Extracted data entries -
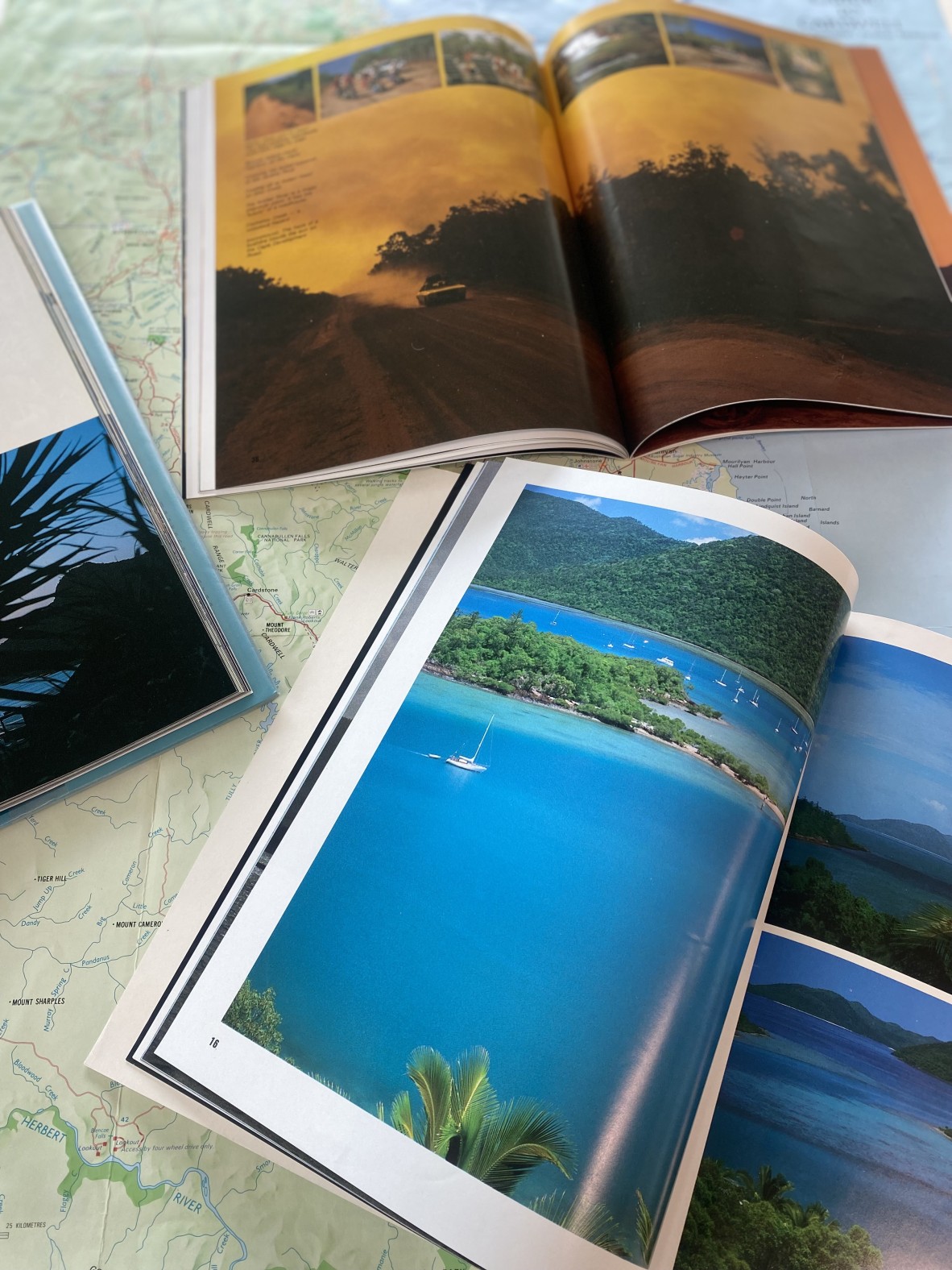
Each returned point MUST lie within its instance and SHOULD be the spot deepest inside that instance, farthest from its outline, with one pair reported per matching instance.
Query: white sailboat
(469, 763)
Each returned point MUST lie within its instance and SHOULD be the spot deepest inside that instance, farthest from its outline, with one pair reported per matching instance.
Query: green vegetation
(465, 1123)
(254, 1015)
(808, 899)
(749, 600)
(515, 658)
(296, 89)
(738, 1222)
(749, 1027)
(813, 824)
(934, 1058)
(835, 1009)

Task -
Write out all of the items again, swapping the word "outline" for "boundary" wherever it occurs and keeping everything else identical. Omit the pictures.

Written reply -
Each returned point MUST lie within its instance and SHOULD be the spot deepest inside that instance, farthest from its boundary, with one pair reported per matching instance.
Query: white sailboat
(469, 763)
Each returned point MUST lie within its instance and SHOULD be the spot deepest inside that instance, farthest from its boundary, with one pair reported per matching instance.
Query: green vegetation
(465, 1123)
(254, 1015)
(808, 899)
(749, 600)
(515, 658)
(296, 89)
(738, 1222)
(749, 1027)
(813, 824)
(934, 1058)
(835, 1009)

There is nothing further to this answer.